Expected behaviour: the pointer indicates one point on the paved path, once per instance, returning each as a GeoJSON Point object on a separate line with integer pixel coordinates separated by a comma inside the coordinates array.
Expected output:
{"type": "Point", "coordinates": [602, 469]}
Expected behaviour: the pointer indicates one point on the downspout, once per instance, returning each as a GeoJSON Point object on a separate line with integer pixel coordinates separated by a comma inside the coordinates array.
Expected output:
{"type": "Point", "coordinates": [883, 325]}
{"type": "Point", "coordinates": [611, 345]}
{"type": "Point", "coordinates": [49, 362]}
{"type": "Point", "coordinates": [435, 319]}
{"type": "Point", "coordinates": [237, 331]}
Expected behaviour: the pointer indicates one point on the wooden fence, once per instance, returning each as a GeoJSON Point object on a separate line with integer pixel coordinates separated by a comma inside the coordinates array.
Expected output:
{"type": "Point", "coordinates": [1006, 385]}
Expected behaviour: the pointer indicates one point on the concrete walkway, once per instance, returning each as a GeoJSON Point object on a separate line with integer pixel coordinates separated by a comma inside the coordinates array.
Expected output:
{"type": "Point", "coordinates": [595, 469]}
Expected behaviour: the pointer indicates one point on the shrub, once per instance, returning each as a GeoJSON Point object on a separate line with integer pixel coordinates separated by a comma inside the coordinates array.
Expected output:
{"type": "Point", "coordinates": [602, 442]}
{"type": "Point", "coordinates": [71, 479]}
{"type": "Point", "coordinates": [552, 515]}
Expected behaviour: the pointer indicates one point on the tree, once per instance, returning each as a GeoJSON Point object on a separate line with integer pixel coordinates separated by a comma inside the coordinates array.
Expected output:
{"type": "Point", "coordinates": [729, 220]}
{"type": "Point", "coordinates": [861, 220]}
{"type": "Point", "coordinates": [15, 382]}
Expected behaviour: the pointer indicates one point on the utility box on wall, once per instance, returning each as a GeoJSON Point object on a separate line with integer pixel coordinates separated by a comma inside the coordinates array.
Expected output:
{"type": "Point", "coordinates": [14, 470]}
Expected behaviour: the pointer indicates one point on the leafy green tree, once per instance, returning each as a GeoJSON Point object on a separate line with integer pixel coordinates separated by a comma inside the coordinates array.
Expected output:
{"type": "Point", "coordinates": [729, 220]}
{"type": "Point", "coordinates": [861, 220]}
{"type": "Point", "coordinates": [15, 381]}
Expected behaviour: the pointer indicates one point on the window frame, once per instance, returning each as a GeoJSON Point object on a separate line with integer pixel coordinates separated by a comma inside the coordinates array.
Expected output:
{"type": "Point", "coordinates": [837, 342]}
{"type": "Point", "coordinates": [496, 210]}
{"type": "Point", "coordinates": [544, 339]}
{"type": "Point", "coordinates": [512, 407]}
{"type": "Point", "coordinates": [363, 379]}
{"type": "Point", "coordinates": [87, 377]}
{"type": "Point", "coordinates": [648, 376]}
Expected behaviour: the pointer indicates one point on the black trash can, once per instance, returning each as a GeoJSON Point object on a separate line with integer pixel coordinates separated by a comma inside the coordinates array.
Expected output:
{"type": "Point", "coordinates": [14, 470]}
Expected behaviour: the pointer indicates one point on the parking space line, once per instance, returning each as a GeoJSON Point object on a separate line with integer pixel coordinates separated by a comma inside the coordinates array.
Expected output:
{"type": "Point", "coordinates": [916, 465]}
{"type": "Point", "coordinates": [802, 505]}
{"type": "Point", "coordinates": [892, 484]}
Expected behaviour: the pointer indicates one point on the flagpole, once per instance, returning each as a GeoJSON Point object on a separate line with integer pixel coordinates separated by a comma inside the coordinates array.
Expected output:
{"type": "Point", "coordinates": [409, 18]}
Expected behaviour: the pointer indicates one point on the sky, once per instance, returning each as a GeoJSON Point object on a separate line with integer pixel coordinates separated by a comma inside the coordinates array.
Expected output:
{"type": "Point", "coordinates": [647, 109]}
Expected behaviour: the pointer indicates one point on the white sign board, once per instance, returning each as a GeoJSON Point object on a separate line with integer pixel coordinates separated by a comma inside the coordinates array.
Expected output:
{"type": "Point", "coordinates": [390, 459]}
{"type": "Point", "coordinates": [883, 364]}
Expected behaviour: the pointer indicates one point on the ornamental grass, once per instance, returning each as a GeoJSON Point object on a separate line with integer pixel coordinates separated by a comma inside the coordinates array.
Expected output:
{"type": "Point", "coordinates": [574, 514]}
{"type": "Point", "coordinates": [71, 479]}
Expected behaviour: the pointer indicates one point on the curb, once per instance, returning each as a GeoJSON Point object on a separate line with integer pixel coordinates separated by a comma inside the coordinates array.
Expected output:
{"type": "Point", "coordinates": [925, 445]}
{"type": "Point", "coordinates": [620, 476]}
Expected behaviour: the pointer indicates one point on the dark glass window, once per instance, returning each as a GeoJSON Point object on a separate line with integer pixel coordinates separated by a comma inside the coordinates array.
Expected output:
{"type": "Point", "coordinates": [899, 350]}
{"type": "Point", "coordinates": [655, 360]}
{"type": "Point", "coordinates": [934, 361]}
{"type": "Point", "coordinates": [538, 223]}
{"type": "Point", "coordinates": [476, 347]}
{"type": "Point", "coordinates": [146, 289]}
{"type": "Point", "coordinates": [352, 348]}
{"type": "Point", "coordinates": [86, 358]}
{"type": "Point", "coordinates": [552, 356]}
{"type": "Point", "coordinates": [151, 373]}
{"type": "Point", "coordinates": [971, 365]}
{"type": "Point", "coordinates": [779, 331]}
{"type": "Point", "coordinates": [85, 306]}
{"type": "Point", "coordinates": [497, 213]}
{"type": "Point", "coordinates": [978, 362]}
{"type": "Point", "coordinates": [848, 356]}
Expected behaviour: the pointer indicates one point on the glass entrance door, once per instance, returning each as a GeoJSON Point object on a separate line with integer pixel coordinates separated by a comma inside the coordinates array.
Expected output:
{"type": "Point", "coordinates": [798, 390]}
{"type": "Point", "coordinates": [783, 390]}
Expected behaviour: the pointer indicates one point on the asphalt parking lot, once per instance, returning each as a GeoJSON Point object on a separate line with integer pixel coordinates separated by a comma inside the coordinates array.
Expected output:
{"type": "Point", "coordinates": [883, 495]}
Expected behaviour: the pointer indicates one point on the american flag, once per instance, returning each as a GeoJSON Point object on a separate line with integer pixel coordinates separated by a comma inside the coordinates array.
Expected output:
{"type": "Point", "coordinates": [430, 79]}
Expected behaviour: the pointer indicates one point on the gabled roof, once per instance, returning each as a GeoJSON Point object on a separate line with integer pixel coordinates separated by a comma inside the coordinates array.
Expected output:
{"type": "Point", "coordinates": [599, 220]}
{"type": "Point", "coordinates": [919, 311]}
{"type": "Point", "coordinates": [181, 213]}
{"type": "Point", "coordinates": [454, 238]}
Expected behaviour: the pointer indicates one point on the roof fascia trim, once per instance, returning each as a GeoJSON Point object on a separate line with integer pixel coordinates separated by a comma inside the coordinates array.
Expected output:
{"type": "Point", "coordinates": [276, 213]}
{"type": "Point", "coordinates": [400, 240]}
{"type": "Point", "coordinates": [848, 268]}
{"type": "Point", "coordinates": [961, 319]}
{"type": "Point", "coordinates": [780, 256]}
* * *
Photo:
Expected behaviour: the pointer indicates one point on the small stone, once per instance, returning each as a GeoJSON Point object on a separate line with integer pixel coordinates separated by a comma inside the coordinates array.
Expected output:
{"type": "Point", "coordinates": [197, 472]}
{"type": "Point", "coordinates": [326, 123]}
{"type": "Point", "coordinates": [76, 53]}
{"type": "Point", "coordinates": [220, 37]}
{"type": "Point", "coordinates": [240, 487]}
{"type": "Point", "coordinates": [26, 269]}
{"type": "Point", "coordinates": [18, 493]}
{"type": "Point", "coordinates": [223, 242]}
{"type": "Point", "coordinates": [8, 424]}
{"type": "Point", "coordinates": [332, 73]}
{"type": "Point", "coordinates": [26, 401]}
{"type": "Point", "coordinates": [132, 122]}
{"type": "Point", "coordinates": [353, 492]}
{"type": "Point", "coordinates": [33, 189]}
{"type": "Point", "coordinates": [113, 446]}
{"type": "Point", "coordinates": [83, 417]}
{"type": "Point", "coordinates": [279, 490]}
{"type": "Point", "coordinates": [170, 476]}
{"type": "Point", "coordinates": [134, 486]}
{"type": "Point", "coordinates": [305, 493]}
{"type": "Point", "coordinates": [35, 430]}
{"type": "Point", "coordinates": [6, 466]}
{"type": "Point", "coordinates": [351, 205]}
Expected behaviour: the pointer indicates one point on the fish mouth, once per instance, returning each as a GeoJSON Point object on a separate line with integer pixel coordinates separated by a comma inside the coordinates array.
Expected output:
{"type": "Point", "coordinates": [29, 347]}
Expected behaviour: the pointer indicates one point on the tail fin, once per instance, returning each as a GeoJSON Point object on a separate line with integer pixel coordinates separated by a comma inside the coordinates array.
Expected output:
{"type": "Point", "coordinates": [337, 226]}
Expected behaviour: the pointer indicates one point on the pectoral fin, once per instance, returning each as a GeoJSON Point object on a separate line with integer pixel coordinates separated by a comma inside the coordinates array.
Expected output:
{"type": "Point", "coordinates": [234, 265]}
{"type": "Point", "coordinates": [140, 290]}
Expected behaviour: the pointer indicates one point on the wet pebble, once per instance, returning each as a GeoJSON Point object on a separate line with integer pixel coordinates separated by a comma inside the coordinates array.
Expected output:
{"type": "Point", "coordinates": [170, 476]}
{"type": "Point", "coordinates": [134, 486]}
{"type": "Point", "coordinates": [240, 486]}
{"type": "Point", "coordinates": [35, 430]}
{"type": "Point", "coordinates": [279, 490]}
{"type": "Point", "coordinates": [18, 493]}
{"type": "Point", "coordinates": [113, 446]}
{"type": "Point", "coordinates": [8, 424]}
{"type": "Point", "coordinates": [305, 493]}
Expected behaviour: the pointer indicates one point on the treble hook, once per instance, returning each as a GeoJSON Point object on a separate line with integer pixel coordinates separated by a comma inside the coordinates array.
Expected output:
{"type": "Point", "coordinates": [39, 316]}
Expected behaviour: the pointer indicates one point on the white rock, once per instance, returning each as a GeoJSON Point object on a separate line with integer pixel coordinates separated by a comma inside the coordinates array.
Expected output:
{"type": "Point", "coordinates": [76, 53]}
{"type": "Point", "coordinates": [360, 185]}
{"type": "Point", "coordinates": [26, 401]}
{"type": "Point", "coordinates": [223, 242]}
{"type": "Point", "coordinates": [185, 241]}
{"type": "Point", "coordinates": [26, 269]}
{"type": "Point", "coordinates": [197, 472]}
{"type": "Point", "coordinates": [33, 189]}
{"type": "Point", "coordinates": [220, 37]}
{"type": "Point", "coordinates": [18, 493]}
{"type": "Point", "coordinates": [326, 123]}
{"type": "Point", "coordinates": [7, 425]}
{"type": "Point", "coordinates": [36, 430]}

*DIRECTIONS:* How many of the lines in the records above include the word "tree"? State that number alone.

*EXERCISE ANSWER:* 2